# WHAT NEEDS TO BE DONE
List every abbreviation that the article below on "back-door cuts" to colleges and universities introduces in parentheses, each with the full name it stands for.

# SELECTION
--- START ---

UCU and Labour call for urgent action on 'back-door cuts' to colleges and universities

13 November 2018 | last updated: 15 November 2018

The government needs to act swiftly to allay fears of 'back-door cuts' at colleges and universities after it was revealed that a potential pensions funding shortfall could see further and higher education hit with a £300m bill.

MPs will debate the issue of education funding in an opposition day debate later today after schools minister Nick Gibb estimated that the additional cost to cover pension benefits from 2020 would be £142m for colleges and another £142m for universities. The news came in a written response to a parliamentary question from shadow education secretary Angela Rayner.

The problem stems from a need for employers to raise their contributions to the Teachers' Pension Scheme (TPS) from 16.48% to 23.6% after the government announced in September that it would be reducing the discount rate for public sector pension schemes at a faster rate than expected. This is linked to lower projections for long-term economic growth by the Office for Budget Responsibility (OBR).

The Department for Education has suggested that the government will provide funding for schools and colleges to manage the increased contributions in 2019, but it is unclear whether all further education colleges are covered and there is no such commitment for universities.

The government has also said that decisions about future funding to cover the pension changes will be made in next year's spending review, which the University and College Union (UCU) says leaves institutions unable to plan effectively for the future. The union said that colleges and universities needed clear direction and support from government and that a combined bill of almost £300m would have a serious impact on staff and students.

--- END ---

# Region annotation entries
--- START ---

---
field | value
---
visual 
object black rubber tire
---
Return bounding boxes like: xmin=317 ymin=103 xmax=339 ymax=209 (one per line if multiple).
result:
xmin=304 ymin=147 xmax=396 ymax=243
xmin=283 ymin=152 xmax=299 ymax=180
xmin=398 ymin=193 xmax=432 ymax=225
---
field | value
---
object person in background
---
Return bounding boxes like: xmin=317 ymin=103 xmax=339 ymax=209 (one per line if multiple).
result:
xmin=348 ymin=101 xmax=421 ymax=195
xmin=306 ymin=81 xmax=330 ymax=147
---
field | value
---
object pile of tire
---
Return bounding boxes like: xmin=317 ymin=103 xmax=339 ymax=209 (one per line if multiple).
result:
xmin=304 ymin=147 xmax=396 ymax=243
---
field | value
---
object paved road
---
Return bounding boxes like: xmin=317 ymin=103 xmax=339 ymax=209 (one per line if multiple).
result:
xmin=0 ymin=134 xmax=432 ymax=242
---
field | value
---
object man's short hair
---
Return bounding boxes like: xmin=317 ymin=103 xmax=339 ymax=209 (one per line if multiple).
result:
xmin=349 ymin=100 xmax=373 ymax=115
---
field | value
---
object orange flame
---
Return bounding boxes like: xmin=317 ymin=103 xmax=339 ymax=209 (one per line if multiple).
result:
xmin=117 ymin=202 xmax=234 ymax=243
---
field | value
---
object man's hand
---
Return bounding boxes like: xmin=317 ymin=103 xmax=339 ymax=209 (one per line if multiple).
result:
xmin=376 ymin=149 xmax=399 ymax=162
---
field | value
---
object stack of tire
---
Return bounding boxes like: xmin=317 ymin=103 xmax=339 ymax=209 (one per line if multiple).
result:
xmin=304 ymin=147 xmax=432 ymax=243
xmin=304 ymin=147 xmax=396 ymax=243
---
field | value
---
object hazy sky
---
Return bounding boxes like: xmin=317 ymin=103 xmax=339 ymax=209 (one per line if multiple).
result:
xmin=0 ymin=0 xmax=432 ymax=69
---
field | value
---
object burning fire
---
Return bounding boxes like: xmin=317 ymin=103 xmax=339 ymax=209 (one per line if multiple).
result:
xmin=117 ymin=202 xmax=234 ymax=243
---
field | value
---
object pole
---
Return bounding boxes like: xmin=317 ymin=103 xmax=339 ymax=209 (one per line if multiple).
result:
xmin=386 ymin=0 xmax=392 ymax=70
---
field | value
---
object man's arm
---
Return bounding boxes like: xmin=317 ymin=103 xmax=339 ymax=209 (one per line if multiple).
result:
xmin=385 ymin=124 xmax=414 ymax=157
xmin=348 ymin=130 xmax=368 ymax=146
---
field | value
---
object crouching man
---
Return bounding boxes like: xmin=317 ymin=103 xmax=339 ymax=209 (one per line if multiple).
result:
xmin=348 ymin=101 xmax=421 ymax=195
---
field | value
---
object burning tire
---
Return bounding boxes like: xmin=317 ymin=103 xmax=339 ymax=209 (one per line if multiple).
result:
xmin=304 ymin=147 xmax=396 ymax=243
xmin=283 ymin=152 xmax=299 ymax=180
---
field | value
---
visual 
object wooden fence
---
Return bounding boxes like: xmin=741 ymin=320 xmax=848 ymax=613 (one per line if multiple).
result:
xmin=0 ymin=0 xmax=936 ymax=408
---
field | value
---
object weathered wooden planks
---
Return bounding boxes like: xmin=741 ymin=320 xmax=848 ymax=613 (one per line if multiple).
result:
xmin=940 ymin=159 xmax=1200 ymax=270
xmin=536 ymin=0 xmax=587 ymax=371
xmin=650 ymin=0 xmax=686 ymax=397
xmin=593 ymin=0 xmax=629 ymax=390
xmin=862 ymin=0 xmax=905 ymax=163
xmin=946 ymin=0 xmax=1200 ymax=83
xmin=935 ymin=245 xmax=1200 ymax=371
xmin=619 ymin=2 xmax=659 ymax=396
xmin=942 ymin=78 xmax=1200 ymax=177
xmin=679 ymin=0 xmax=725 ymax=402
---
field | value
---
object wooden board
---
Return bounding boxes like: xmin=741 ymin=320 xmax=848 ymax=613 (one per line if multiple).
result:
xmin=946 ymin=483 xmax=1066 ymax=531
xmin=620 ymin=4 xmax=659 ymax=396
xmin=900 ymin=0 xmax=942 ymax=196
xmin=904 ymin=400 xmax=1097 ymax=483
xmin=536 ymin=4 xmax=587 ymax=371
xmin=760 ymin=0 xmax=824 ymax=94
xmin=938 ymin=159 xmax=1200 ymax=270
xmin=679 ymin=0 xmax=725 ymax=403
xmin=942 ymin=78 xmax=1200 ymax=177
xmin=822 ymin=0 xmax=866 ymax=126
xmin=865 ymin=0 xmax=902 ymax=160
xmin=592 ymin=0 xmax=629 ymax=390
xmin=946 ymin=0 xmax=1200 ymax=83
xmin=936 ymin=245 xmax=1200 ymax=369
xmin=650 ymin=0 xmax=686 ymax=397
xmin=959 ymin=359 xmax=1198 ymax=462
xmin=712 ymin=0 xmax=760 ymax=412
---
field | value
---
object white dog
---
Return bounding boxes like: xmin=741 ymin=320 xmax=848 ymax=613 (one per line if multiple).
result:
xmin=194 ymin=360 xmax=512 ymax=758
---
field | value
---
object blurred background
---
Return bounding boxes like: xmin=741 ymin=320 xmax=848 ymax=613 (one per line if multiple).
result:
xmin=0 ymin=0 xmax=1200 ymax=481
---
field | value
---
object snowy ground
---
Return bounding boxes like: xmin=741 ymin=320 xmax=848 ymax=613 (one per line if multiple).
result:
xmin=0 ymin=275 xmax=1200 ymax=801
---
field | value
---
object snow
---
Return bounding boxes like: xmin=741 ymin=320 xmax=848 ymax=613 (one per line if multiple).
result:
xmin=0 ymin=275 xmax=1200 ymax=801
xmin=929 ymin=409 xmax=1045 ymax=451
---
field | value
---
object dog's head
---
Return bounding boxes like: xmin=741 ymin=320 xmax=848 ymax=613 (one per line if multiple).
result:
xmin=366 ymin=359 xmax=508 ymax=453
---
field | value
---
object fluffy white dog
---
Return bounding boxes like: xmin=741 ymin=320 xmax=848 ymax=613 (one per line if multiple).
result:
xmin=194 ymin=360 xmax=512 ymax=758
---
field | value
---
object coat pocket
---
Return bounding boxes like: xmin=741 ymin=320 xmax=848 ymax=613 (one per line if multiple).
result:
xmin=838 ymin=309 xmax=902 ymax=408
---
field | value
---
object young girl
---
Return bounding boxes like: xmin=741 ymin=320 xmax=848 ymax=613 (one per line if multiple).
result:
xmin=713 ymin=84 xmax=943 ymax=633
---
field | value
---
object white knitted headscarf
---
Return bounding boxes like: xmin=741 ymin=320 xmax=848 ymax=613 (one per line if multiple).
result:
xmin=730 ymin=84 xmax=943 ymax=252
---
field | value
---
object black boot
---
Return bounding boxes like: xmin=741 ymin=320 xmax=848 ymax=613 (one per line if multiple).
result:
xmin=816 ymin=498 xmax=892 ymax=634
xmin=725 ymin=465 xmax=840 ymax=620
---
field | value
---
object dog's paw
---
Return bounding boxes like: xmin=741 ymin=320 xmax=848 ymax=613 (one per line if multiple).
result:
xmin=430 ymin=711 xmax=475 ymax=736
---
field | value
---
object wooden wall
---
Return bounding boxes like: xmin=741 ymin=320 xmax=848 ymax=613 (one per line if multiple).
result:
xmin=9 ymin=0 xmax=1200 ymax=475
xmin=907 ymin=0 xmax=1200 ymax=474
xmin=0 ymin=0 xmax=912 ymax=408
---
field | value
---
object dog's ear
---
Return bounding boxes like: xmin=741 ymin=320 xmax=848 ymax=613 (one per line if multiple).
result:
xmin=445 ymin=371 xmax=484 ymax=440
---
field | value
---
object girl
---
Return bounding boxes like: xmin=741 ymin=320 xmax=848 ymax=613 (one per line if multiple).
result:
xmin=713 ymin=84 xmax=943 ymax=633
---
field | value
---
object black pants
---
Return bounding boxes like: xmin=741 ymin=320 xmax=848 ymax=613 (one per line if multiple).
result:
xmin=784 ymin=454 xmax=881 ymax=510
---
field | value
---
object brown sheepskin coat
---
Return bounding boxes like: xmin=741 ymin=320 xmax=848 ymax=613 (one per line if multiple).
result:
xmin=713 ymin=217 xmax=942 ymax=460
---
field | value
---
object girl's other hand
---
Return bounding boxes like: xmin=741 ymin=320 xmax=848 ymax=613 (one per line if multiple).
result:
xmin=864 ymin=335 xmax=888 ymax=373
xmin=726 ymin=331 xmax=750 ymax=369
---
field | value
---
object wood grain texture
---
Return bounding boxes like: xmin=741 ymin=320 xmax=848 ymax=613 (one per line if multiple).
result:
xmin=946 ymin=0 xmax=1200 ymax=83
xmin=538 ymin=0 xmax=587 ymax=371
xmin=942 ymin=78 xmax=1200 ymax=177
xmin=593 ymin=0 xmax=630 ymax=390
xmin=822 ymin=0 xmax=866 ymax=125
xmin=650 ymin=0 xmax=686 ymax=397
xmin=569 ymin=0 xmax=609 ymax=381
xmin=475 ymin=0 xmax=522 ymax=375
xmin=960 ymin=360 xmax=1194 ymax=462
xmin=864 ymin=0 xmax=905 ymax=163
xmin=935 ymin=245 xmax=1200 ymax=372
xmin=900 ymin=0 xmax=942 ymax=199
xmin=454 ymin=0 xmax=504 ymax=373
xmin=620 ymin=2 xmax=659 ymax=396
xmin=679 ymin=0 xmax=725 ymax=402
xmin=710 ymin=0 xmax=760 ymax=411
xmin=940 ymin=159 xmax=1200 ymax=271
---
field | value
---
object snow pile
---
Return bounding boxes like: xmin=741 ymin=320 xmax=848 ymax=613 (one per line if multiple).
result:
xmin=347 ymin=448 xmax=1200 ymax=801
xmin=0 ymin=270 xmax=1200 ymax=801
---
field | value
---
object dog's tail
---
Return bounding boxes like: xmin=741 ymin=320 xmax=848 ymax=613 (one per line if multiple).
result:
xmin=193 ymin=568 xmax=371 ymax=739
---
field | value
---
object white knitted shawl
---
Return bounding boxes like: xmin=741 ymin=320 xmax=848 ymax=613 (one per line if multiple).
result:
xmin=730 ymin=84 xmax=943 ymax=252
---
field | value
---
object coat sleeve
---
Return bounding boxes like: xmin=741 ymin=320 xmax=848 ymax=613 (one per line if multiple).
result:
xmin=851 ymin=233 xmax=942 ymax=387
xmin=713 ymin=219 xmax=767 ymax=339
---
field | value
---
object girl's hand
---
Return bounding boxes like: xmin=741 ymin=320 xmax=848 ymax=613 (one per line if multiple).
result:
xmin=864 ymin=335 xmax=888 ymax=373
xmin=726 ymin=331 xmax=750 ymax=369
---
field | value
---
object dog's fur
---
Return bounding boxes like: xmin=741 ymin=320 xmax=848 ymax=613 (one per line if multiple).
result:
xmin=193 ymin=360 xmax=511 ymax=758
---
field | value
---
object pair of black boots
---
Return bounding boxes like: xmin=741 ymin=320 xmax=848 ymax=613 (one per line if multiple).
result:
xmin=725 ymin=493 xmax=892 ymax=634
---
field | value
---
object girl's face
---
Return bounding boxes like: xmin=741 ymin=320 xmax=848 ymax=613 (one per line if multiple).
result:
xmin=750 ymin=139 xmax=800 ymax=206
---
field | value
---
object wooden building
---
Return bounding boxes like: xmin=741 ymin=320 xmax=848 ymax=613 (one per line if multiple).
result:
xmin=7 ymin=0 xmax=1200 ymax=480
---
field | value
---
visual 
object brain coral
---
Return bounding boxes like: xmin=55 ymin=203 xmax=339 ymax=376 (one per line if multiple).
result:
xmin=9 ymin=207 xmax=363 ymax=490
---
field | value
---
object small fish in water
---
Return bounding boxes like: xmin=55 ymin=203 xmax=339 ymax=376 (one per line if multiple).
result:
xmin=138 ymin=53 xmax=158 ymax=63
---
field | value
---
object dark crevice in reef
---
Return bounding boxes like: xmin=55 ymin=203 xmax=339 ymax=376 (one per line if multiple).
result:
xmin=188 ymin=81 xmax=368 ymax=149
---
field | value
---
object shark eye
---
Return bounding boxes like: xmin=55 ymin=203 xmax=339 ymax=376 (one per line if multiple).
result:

--- END ---

# ANSWER TO THIS EXERCISE
- TPS: Teachers' Pension Scheme
- OBR: Office for Budget Responsibility
- UCU: University and College Union